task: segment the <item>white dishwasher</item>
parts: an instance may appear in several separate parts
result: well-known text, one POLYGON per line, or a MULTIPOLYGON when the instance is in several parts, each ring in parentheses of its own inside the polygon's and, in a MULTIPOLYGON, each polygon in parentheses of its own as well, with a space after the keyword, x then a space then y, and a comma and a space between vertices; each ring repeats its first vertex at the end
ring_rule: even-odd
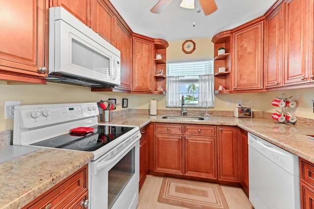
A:
POLYGON ((255 209, 301 208, 298 157, 248 133, 250 201, 255 209))

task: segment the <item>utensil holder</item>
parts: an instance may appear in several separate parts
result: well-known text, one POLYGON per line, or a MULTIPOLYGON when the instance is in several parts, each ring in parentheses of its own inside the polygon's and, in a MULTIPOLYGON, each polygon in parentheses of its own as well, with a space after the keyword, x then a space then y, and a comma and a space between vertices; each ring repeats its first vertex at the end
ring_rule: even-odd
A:
POLYGON ((112 119, 112 110, 103 110, 102 112, 102 122, 111 122, 112 119))

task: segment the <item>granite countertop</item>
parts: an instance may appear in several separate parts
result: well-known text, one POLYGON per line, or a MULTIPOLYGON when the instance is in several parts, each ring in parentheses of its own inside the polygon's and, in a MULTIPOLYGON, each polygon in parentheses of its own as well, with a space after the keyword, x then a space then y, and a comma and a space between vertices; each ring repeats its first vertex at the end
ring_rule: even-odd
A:
POLYGON ((266 118, 226 116, 205 117, 204 120, 182 121, 164 119, 162 118, 164 116, 128 114, 113 118, 111 122, 104 123, 137 126, 140 128, 150 122, 236 126, 314 163, 314 140, 306 136, 314 135, 314 131, 309 128, 312 124, 299 125, 297 122, 291 126, 277 124, 273 119, 266 118))
MULTIPOLYGON (((201 121, 162 119, 164 115, 128 113, 112 118, 106 124, 136 126, 150 122, 236 126, 314 163, 314 135, 309 125, 283 125, 266 118, 205 117, 201 121)), ((21 208, 92 160, 92 153, 42 148, 0 163, 0 209, 21 208)))
POLYGON ((94 157, 91 153, 41 148, 0 163, 0 209, 20 209, 94 157))

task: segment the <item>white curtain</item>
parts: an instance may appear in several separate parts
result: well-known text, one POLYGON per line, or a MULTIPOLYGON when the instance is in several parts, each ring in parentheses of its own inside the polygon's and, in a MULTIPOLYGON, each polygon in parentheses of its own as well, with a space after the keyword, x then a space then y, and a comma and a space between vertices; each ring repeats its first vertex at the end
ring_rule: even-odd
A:
POLYGON ((178 106, 179 103, 179 80, 178 76, 167 76, 166 78, 166 106, 178 106))
POLYGON ((202 107, 215 106, 214 75, 212 74, 199 77, 198 105, 202 107))

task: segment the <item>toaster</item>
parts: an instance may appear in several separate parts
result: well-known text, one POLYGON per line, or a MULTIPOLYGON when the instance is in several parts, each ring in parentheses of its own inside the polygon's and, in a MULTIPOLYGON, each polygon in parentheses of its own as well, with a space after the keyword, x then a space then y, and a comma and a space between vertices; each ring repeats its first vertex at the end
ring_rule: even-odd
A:
POLYGON ((251 107, 236 107, 234 109, 234 116, 236 118, 252 118, 251 107))

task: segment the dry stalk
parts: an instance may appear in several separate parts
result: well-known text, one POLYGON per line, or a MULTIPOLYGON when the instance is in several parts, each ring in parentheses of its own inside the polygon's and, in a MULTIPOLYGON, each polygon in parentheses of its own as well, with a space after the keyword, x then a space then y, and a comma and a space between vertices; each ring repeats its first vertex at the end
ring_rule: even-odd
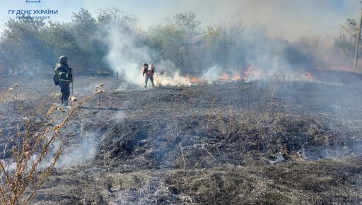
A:
POLYGON ((180 148, 181 148, 181 154, 182 155, 182 160, 184 162, 184 169, 186 168, 186 163, 185 163, 185 156, 184 156, 184 151, 182 149, 182 146, 181 146, 180 144, 178 144, 178 146, 180 146, 180 148))
POLYGON ((65 115, 64 119, 57 125, 52 126, 57 119, 56 111, 66 112, 62 107, 52 106, 45 115, 45 120, 41 124, 33 124, 31 120, 25 120, 25 128, 22 131, 18 126, 14 139, 18 140, 13 143, 11 154, 16 163, 14 170, 6 169, 6 161, 0 161, 0 170, 3 172, 5 182, 0 187, 2 203, 4 204, 19 204, 21 199, 24 198, 23 204, 29 204, 34 199, 40 187, 44 184, 57 161, 61 157, 63 151, 63 140, 60 131, 66 126, 70 119, 78 113, 79 106, 88 101, 90 98, 104 92, 104 86, 95 90, 95 93, 88 95, 80 100, 65 115), (45 164, 42 170, 37 169, 42 159, 48 156, 49 147, 59 139, 60 144, 55 156, 49 164, 45 164), (36 177, 39 175, 39 177, 36 177), (34 188, 30 191, 30 197, 23 196, 27 188, 33 184, 34 188))

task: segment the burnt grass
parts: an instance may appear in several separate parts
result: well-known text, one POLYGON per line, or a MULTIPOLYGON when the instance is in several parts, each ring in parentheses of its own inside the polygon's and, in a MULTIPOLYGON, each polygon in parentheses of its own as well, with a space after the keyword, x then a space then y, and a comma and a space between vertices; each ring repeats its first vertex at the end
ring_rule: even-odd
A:
MULTIPOLYGON (((64 155, 88 149, 90 134, 95 151, 90 158, 59 163, 34 204, 360 204, 361 77, 314 74, 307 81, 147 90, 112 76, 80 76, 77 96, 100 82, 107 91, 63 131, 64 155)), ((25 100, 2 105, 3 136, 24 117, 40 121, 44 107, 57 102, 51 78, 23 78, 0 84, 6 89, 19 81, 18 94, 25 100)), ((5 137, 0 147, 0 158, 9 158, 5 137)))

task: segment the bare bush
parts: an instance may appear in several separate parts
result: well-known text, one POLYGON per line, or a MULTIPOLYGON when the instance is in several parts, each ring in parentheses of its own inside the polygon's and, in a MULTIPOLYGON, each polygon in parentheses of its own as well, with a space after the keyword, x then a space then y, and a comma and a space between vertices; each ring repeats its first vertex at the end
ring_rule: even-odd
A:
MULTIPOLYGON (((74 106, 69 110, 51 106, 40 122, 25 117, 23 126, 18 124, 16 132, 9 136, 11 157, 0 160, 0 198, 4 204, 29 204, 32 201, 62 156, 64 141, 61 131, 79 114, 81 105, 104 89, 101 85, 94 93, 81 100, 71 97, 74 106), (51 153, 49 148, 55 141, 59 141, 59 147, 55 153, 51 153), (46 158, 50 158, 50 161, 42 162, 46 158), (30 187, 31 189, 28 189, 30 187)), ((0 96, 2 101, 6 95, 0 96)))

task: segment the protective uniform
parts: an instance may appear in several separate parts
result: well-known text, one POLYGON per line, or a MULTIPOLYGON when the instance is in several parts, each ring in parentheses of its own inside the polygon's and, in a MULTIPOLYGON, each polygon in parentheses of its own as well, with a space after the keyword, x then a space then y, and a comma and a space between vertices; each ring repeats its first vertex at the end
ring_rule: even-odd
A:
POLYGON ((62 93, 62 105, 68 105, 68 99, 70 95, 69 83, 73 82, 73 70, 68 65, 68 58, 62 56, 59 58, 59 63, 57 64, 54 71, 53 80, 56 86, 60 87, 62 93))
POLYGON ((150 68, 148 68, 148 65, 146 63, 144 64, 144 69, 142 71, 142 76, 145 77, 144 78, 144 88, 147 88, 147 83, 148 79, 150 79, 151 83, 152 83, 152 87, 155 87, 155 84, 153 84, 153 74, 155 74, 155 66, 153 64, 150 65, 150 68))

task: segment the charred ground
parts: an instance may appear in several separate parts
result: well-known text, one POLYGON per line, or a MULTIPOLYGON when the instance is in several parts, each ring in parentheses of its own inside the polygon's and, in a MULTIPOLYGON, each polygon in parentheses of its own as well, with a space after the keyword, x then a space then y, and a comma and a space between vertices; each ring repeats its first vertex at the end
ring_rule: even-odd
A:
MULTIPOLYGON (((68 149, 35 204, 360 203, 361 77, 313 74, 146 90, 80 76, 76 95, 103 81, 107 92, 64 131, 68 149)), ((1 158, 4 136, 57 101, 50 80, 1 83, 20 84, 2 107, 1 158)))

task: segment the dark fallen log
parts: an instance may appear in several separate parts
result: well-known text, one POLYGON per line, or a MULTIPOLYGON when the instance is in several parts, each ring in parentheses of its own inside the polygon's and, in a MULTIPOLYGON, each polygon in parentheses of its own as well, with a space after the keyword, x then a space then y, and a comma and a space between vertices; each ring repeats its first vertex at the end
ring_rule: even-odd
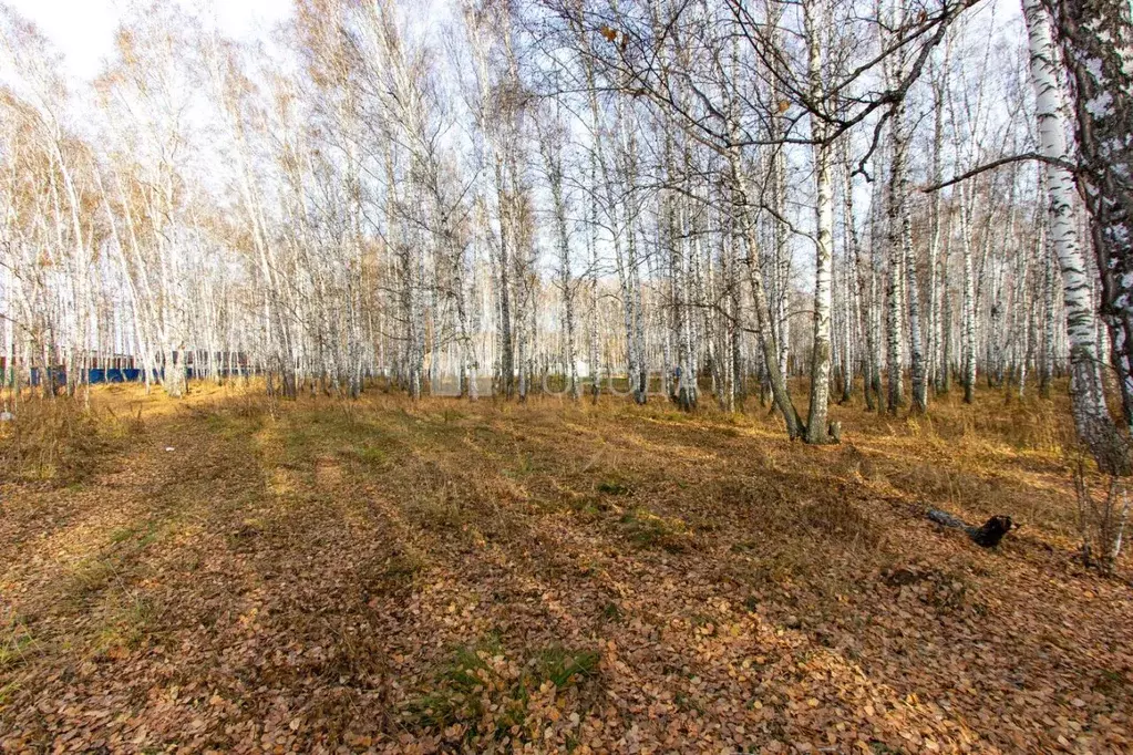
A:
POLYGON ((946 527, 955 527, 957 530, 963 530, 968 533, 968 537, 972 539, 980 548, 995 548, 1003 540, 1004 535, 1011 532, 1013 529, 1017 530, 1019 525, 1010 516, 997 515, 989 518, 983 523, 983 526, 977 527, 968 524, 959 516, 953 516, 947 512, 937 511, 930 508, 928 511, 928 517, 936 522, 937 524, 943 524, 946 527))

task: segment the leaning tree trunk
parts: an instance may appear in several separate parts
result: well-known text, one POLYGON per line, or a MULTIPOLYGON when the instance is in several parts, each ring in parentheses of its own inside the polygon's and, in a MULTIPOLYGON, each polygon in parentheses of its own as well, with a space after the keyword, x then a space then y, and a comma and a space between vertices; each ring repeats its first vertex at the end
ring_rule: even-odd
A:
MULTIPOLYGON (((1133 427, 1133 11, 1128 0, 1045 2, 1070 70, 1082 163, 1079 188, 1090 211, 1101 312, 1125 424, 1133 427)), ((1054 45, 1045 42, 1053 68, 1054 45)), ((1033 41, 1031 52, 1033 59, 1033 41)))
MULTIPOLYGON (((1063 93, 1055 65, 1057 54, 1050 19, 1040 0, 1023 0, 1031 52, 1039 121, 1039 151, 1050 161, 1065 162, 1066 123, 1063 93)), ((1063 274, 1063 301, 1070 338, 1071 407, 1079 437, 1089 446, 1098 465, 1109 471, 1125 466, 1123 444, 1106 409, 1099 371, 1097 327, 1090 302, 1090 278, 1074 223, 1074 179, 1059 164, 1048 163, 1047 194, 1049 238, 1063 274)))

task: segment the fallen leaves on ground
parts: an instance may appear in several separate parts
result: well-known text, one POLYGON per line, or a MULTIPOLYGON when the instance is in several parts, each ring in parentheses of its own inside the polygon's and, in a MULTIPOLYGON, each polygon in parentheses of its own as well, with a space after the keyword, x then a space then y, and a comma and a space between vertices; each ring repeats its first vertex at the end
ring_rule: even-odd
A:
POLYGON ((0 489, 3 752, 1133 746, 1062 409, 813 448, 757 406, 95 398, 93 469, 0 489))

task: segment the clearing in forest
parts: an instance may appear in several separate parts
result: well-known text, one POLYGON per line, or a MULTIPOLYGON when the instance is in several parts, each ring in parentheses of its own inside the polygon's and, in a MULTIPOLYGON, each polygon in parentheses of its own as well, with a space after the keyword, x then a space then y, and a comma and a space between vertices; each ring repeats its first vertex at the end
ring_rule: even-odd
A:
POLYGON ((833 447, 753 402, 69 406, 0 438, 2 752, 1133 747, 1064 402, 834 407, 833 447))

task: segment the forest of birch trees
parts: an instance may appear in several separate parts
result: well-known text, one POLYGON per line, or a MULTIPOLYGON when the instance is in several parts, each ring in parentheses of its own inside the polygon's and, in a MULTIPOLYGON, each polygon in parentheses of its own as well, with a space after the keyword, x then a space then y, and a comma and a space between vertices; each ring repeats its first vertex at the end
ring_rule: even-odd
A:
POLYGON ((298 0, 250 44, 153 2, 75 81, 0 5, 5 383, 764 404, 828 443, 855 394, 1068 375, 1119 473, 1131 29, 1125 0, 298 0))

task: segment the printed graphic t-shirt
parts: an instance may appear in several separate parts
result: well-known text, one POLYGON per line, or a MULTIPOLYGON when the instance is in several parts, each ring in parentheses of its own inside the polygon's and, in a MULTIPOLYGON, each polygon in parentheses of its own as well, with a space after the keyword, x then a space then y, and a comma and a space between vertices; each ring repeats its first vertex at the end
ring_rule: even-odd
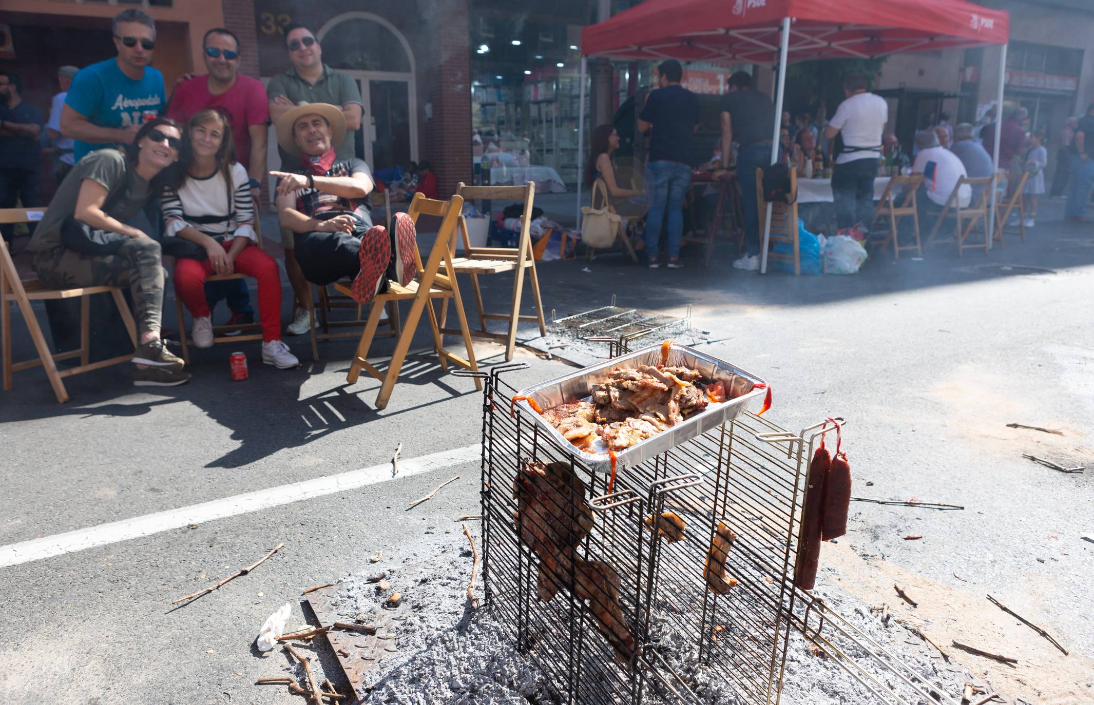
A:
MULTIPOLYGON (((126 128, 143 125, 146 114, 156 116, 167 103, 163 74, 144 68, 144 77, 135 81, 121 72, 117 59, 107 59, 81 69, 72 77, 65 104, 86 117, 92 125, 126 128)), ((77 162, 88 152, 113 146, 75 140, 72 156, 77 162)))

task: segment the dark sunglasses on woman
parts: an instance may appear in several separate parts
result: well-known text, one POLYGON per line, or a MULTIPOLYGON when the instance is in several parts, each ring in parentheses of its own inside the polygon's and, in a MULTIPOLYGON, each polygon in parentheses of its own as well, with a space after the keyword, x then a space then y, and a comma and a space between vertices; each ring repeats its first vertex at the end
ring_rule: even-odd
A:
POLYGON ((310 47, 313 44, 315 44, 315 37, 304 37, 303 39, 293 39, 292 42, 289 43, 289 50, 296 51, 298 49, 300 49, 301 43, 303 43, 305 47, 310 47))
MULTIPOLYGON (((117 35, 115 35, 115 36, 117 36, 117 35)), ((118 38, 121 39, 121 44, 126 45, 129 48, 132 48, 132 47, 137 46, 137 42, 138 42, 137 37, 118 37, 118 38)), ((154 39, 140 39, 140 46, 146 51, 151 51, 152 49, 155 48, 155 40, 154 39)))
POLYGON ((167 146, 173 150, 177 150, 183 146, 183 141, 177 137, 170 137, 154 128, 148 131, 148 139, 152 140, 156 144, 163 144, 166 142, 167 146))
POLYGON ((240 56, 237 51, 232 51, 231 49, 221 50, 218 49, 217 47, 206 47, 206 56, 211 59, 216 59, 222 54, 224 55, 224 58, 229 61, 235 61, 235 59, 240 56))

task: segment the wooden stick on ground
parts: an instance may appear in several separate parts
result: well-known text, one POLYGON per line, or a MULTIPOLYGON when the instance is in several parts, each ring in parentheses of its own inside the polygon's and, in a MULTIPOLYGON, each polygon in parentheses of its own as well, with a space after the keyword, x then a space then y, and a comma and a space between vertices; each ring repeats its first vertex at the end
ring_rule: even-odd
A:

What you will do
Rewrite the lines between the one holding "task: segment the forest of birch trees" and the one holding "POLYGON ((298 0, 250", inclusive, putting "pine trees" in place of "birch trees" and leaving everything else unchanged.

Result
task: segment the forest of pine trees
parts: an instance may appear in several separate parts
result: well-known text, one POLYGON per line, or a MULTIPOLYGON when the instance is in several parts, each ring in parentheses of its own inside the polygon's and, in a MULTIPOLYGON, each polygon in parentheses of its own as well, with a space after the keyword, x then a space then y, and a comma and a space between vertices; each ring repeats its first vertex at the end
ring_rule: even-odd
A:
POLYGON ((298 0, 250 44, 153 2, 75 81, 0 5, 5 383, 764 404, 828 443, 855 394, 1068 375, 1119 473, 1131 29, 1125 0, 298 0))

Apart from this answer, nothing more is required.